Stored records
- - -

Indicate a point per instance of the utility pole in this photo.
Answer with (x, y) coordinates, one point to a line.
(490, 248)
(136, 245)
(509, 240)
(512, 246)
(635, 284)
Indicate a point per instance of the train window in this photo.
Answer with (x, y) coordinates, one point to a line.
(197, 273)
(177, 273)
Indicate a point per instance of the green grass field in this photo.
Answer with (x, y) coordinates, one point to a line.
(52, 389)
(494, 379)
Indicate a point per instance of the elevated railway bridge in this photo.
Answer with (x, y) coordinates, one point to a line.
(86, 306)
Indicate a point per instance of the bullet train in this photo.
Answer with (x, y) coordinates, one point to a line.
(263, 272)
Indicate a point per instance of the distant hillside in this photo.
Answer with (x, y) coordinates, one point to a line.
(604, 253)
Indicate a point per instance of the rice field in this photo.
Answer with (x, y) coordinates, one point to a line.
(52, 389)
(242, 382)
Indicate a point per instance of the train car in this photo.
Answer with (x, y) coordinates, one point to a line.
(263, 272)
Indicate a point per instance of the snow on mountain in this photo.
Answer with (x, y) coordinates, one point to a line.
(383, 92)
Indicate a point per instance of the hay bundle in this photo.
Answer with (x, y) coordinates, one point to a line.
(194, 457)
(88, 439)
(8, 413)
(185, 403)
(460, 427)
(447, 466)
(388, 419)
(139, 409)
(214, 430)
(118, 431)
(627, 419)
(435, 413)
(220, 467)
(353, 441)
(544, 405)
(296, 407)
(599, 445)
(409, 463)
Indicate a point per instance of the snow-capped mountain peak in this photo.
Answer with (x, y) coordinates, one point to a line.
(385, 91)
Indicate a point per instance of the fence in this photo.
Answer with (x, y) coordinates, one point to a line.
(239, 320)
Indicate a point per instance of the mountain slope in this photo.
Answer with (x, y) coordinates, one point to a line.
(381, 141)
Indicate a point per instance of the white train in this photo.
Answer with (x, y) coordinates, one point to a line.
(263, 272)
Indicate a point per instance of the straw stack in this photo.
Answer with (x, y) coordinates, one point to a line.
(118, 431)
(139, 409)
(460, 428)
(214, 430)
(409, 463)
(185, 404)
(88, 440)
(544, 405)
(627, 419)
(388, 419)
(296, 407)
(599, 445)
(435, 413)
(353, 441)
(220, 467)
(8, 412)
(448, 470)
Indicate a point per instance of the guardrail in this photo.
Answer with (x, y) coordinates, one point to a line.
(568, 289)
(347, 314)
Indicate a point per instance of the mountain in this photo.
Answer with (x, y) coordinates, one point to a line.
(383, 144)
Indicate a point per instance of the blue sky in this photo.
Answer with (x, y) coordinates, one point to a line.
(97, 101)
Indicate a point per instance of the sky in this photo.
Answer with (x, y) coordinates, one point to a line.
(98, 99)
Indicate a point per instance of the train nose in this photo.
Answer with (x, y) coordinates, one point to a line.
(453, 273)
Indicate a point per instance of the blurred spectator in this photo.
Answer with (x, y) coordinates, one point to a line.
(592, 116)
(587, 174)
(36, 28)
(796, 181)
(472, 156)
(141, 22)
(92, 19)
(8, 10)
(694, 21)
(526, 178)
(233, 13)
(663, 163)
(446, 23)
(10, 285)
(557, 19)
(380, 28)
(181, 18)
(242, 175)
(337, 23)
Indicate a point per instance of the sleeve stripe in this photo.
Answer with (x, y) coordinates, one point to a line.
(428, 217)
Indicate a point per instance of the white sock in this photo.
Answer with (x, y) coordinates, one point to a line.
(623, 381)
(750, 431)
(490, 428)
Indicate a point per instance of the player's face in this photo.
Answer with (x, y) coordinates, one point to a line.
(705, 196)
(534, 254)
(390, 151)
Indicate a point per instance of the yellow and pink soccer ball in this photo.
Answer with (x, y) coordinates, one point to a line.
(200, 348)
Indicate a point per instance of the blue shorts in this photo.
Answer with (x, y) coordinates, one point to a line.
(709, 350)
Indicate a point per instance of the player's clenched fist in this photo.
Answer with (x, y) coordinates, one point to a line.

- - -

● DESCRIPTION OF THE TASK: Type out the entries again, word for word.

● EXERCISE RESULT:
Indicate a point per instance of the utility pole in this photo.
Answer with (x, y) coordinates, one point to a line.
(490, 248)
(136, 245)
(509, 240)
(512, 246)
(635, 284)
Indicate a point per instance of the train window in this photo.
Answer with (x, y) coordinates, one point to a line.
(197, 273)
(177, 273)
Indicate a point per instance of the green grass field in this photo.
Answer with (x, y) coordinates, one point to a line.
(52, 389)
(494, 379)
Indicate a point per instance of the elevated railway bridge in this photo.
Answer with (x, y) coordinates, one point to a line.
(86, 306)
Indicate a point per instance of the bullet train in this photo.
Answer with (x, y) coordinates, one point to a line.
(263, 272)
Indicate a point per instance of the distant hillside in this photo.
Answer with (x, y) coordinates, one point to a line.
(604, 253)
Indicate a point per instance of the rice field in this photo.
Answer with (x, y) coordinates, one point to a line.
(52, 389)
(242, 382)
Indicate a point per instance of the train car in this photo.
Answer with (x, y) coordinates, one point to a line.
(263, 272)
Indicate a point per instance of the snow on mountain in this photo.
Answer with (x, y) coordinates, one point to a line.
(383, 92)
Indicate a point per instance of the hay bundle in this photo.
Answer with (x, y) coordinates, one point to a line.
(194, 457)
(88, 439)
(8, 413)
(185, 403)
(460, 427)
(447, 466)
(388, 419)
(139, 409)
(214, 430)
(118, 431)
(627, 419)
(435, 413)
(220, 467)
(353, 441)
(544, 405)
(296, 407)
(599, 445)
(409, 463)
Indicate a point per instance of the snow-capped mountain peak in this photo.
Answer with (x, y) coordinates, one point to a line.
(385, 91)
Indicate a point per instance of the fence in this photo.
Answer with (x, y) coordinates, one point to a line.
(239, 320)
Indicate a point per instance of the mountain slope in this photo.
Answer with (x, y) coordinates, one point to a line.
(381, 141)
Indicate a point per instance of the white train in this photo.
Answer with (x, y) coordinates, one point to a line.
(263, 272)
Indicate a point per instance of the straw stack in this photo.
Answer with (x, y) coordinates, one point to a line.
(118, 431)
(139, 409)
(460, 428)
(214, 430)
(409, 463)
(185, 404)
(88, 440)
(544, 405)
(627, 419)
(388, 419)
(296, 407)
(599, 445)
(435, 413)
(353, 441)
(220, 467)
(8, 412)
(448, 470)
Indicate a point per instance of the guardrail in this photo.
Answer with (x, y) coordinates, one point to a line.
(568, 289)
(347, 314)
Indicate a point per instance of the mountain in this photo.
Answer with (x, y) coordinates, one point to a line.
(383, 144)
Indicate a point per instance of the blue sky in this photo.
Answer with (x, y) coordinates, one point to a line.
(97, 101)
Indicate a point per instance of the sky in this photo.
Answer with (x, y) coordinates, one point to a line.
(98, 99)
Indicate a point per instance of the train nose in this photo.
Answer with (x, y) coordinates, one point to a line.
(453, 273)
Indicate a point per instance of the blurred spectator in this photo.
Answer with (x, y) coordinates, one point to a line.
(592, 116)
(587, 174)
(36, 28)
(796, 181)
(472, 156)
(141, 22)
(92, 19)
(8, 10)
(694, 21)
(526, 178)
(233, 13)
(663, 163)
(446, 23)
(10, 285)
(557, 19)
(380, 28)
(181, 18)
(242, 175)
(337, 23)
Indicate a point per instance of the sleeve stripe in this photo.
Answer with (x, y) coordinates, one point to a line.
(428, 217)
Indicate a point per instance of the white sock in this photo.
Answer with (x, y) coordinates, one point to a line.
(623, 381)
(750, 431)
(490, 428)
Indicate a point per instance of the player's face in this photo.
Answer with (x, y) coordinates, one point to a line.
(705, 196)
(534, 254)
(390, 151)
Indicate a point per instance of the yellow and pink soccer ball in this photo.
Answer with (x, y) coordinates, one point to a line.
(200, 348)
Indicate a point per instance of the blue shorts in this photo.
Answer with (x, y) coordinates, one point to a line.
(709, 350)
Indicate a point per instance of the player's clenched fist in this photo.
Answer with (x, y) coordinates, one point to a line.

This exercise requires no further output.